Location labeling rows
-*-*-
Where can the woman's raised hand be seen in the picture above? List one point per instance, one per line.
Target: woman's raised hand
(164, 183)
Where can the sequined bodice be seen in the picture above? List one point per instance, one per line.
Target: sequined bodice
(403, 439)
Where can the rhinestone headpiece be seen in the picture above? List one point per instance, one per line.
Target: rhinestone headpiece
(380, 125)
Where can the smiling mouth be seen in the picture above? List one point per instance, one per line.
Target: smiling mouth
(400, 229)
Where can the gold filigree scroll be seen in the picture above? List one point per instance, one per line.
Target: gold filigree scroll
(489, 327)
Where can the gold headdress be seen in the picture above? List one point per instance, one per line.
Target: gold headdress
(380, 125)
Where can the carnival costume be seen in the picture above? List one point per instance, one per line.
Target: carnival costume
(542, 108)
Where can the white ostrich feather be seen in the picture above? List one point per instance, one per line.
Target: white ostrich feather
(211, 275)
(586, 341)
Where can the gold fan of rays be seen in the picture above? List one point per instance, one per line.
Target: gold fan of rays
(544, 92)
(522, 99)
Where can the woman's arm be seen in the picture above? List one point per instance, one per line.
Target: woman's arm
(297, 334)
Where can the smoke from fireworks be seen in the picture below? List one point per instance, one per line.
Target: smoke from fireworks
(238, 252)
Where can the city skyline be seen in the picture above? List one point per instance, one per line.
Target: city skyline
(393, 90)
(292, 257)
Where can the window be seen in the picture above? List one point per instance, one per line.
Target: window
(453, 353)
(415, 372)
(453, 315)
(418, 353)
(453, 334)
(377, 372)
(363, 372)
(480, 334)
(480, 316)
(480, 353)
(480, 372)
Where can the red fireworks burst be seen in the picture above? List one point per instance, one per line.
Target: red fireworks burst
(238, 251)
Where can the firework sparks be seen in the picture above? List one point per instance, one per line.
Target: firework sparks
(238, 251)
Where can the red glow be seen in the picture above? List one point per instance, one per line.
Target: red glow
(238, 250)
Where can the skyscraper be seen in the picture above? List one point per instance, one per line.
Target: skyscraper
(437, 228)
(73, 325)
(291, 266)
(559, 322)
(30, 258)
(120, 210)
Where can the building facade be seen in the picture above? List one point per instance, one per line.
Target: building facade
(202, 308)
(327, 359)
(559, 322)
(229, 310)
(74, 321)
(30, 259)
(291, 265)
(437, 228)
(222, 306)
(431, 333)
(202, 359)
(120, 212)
-*-*-
_Exercise details_
Recast every line of the rows above as a Markdown table with the columns Number and Text, pairing each line with its number and leaving out blank lines.

_Written solution_
| Number | Text |
|---|---|
| 1 | Where can the woman's raised hand be seen in the picture above? List one point per instance, one per line. |
| 2 | Target: woman's raised hand |
| 3 | (164, 183) |
| 4 | Where can the sequined bodice be seen in the picture above? List one point per instance, one per line. |
| 5 | Target: sequined bodice |
| 6 | (403, 439) |
| 7 | Where can the rhinestone headpiece be seen in the picture above? List one point per instance, one per line. |
| 8 | Target: rhinestone headpiece |
| 9 | (380, 125) |
| 10 | Where can the smiling mouth be seen in the picture above? List one point per instance, one per line. |
| 11 | Target: smiling mouth |
| 12 | (400, 229) |
| 13 | Where can the gold filigree scroll be seen in the picture above? List one point per instance, one per line. |
| 14 | Target: gold filigree scroll |
| 15 | (489, 327) |
| 16 | Where can the gold headdress be seen in the picture above? List one point per instance, one per line. |
| 17 | Target: gold headdress |
| 18 | (380, 125) |
| 19 | Where can the carnival costume be seen in the picture above? List one point per instance, one per line. |
| 20 | Target: carnival costume |
| 21 | (542, 108) |
| 22 | Where can the white ostrich feather be seen in the picture above? List one point per instance, one per line. |
| 23 | Target: white ostrich feather |
| 24 | (211, 275) |
| 25 | (586, 341) |
| 26 | Where can the gold fan of rays be seen in the picture above? List one point per instance, one per line. |
| 27 | Target: gold fan of rays |
| 28 | (544, 92) |
| 29 | (522, 99) |
| 30 | Where can the woman's arm be seen in the picture above? List one point per instance, one per line. |
| 31 | Target: woman's arm |
| 32 | (297, 334) |
| 33 | Where can the smoke from fireworks be seen in the picture below? List one point per instance, one per line. |
| 34 | Target: smoke from fireworks |
| 35 | (238, 252) |
| 36 | Where can the city skyline be seen in the picture above? List one point per instance, one per line. |
| 37 | Target: city skyline |
| 38 | (393, 90) |
| 39 | (292, 257) |
| 40 | Where can the window be seen in the picture above? List one point per instance, one per line. |
| 41 | Target: window |
| 42 | (453, 353) |
| 43 | (415, 372) |
| 44 | (453, 315) |
| 45 | (418, 353) |
| 46 | (453, 334) |
| 47 | (377, 372) |
| 48 | (363, 372) |
| 49 | (480, 334) |
| 50 | (480, 316) |
| 51 | (480, 353) |
| 52 | (480, 372) |
| 53 | Where can the red fireworks burst be seen in the picture above? List one point per instance, one per line. |
| 54 | Target: red fireworks burst |
| 55 | (238, 251) |
| 56 | Where can the firework sparks be seen in the picture above? List one point per instance, one per line. |
| 57 | Target: firework sparks |
| 58 | (238, 251) |
| 59 | Where can the red glow be seen in the picture above? List one point per instance, one per line. |
| 60 | Target: red glow |
| 61 | (238, 250) |
| 62 | Where can the skyscraper be seen in the picture above? List one point per instance, one per line. |
| 63 | Target: skyscraper |
| 64 | (437, 228) |
| 65 | (73, 325) |
| 66 | (291, 266) |
| 67 | (559, 322) |
| 68 | (30, 258) |
| 69 | (120, 210) |
| 70 | Where can the building facade be seen in the picture above? List one point per instance, one per line. |
| 71 | Target: building facade |
| 72 | (202, 308) |
| 73 | (327, 359) |
| 74 | (559, 322) |
| 75 | (229, 310) |
| 76 | (74, 321) |
| 77 | (30, 259) |
| 78 | (291, 265) |
| 79 | (437, 228) |
| 80 | (222, 306) |
| 81 | (431, 333) |
| 82 | (202, 359) |
| 83 | (120, 212) |